==== Source records ====

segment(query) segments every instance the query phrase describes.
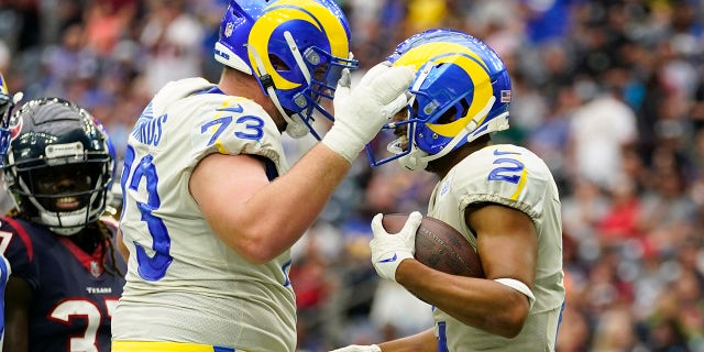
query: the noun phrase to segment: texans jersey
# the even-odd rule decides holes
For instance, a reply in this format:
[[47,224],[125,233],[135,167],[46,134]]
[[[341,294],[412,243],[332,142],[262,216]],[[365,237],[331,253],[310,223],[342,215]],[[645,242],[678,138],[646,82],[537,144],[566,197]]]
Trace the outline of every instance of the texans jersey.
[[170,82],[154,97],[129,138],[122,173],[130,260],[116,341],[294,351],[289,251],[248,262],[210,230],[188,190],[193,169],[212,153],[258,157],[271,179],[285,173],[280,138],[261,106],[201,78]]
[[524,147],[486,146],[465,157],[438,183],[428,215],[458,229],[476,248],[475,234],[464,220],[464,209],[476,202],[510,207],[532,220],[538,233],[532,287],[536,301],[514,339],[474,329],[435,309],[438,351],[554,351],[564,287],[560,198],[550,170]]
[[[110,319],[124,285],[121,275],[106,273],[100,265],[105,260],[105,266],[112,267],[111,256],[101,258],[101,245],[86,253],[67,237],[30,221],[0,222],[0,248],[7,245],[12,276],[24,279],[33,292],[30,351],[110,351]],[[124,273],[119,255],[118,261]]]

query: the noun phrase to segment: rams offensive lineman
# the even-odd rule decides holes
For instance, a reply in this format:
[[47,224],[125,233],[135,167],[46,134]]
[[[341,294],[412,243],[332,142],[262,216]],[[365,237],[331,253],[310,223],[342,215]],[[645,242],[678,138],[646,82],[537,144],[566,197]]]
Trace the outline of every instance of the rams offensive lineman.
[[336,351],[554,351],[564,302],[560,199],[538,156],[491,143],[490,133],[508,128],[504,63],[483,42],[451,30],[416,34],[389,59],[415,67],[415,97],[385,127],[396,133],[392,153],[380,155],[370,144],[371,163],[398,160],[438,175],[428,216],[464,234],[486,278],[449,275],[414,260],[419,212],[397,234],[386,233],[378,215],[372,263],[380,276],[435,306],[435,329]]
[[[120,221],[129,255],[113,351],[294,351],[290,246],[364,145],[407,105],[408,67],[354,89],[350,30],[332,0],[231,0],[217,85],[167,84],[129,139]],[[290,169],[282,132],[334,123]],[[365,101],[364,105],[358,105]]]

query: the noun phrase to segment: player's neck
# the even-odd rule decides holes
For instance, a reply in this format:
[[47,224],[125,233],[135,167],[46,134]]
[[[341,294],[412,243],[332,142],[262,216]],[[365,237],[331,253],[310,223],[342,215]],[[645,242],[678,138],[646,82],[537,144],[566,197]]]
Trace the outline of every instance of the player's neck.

====

Each line of the data should be quoted exactly, with pictures left out.

segment(query) segments every instance the query phrase describes.
query: the noun phrase to segment: texans jersey
# the even-odd rule decides holes
For instance, a reply in this format:
[[47,224],[125,233],[135,167],[46,134]]
[[[341,294],[412,243],[332,142],[262,216]],[[365,237],[331,253],[310,223],[342,215]],[[645,242],[678,138],[646,82],[537,144],[566,197]]]
Trace the outline of every instance of the texans jersey.
[[170,82],[154,97],[129,138],[122,173],[130,260],[116,341],[294,351],[289,251],[248,262],[210,230],[188,190],[193,169],[212,153],[258,157],[271,179],[285,173],[280,138],[261,106],[201,78]]
[[524,147],[486,146],[465,157],[438,183],[428,215],[458,229],[476,248],[475,234],[464,220],[464,209],[476,202],[510,207],[532,220],[538,233],[532,287],[536,301],[514,339],[474,329],[435,309],[438,351],[554,351],[564,287],[560,198],[550,170]]
[[[110,319],[124,285],[121,275],[106,273],[100,265],[105,260],[105,266],[112,267],[111,256],[101,258],[101,245],[86,253],[67,237],[30,221],[0,222],[0,248],[7,245],[12,276],[24,279],[33,292],[30,351],[110,351]],[[124,273],[119,255],[118,261]]]

query: the noun phrase to segment: rams offensive lineman
# the even-odd rule decides holes
For instance, a reply in this format:
[[47,224],[125,233],[135,167],[46,134]]
[[[341,294],[412,243],[332,142],[262,216]],[[365,237],[331,253],[310,223],[342,215]],[[645,242],[678,138],[646,82],[537,144],[566,197]]]
Trace the outline of every instance of the rams offensive lineman.
[[336,351],[554,351],[564,302],[560,199],[538,156],[491,143],[490,133],[508,128],[504,63],[483,42],[451,30],[416,34],[389,59],[415,67],[415,97],[385,127],[396,133],[392,153],[380,155],[370,144],[371,163],[398,160],[438,175],[428,216],[464,234],[486,278],[449,275],[414,260],[419,212],[397,234],[386,233],[378,215],[372,263],[380,276],[435,306],[435,329]]
[[[120,221],[129,255],[113,351],[294,351],[290,246],[364,145],[407,105],[408,67],[354,89],[350,30],[332,0],[231,0],[217,85],[167,84],[129,139]],[[290,169],[282,132],[334,123]],[[365,101],[364,105],[358,105]]]

query: the noun phrase to segment: player's neck
# the even-odd rule decides holes
For instance, a reply in this format:
[[47,224],[125,233],[135,167],[46,134]]
[[[341,294],[412,243],[332,142],[262,216]],[[365,237],[331,253],[310,223],[342,215]],[[645,242],[678,138],[646,82],[537,144],[566,197]]]
Trace the outline of every instance of the player's neck.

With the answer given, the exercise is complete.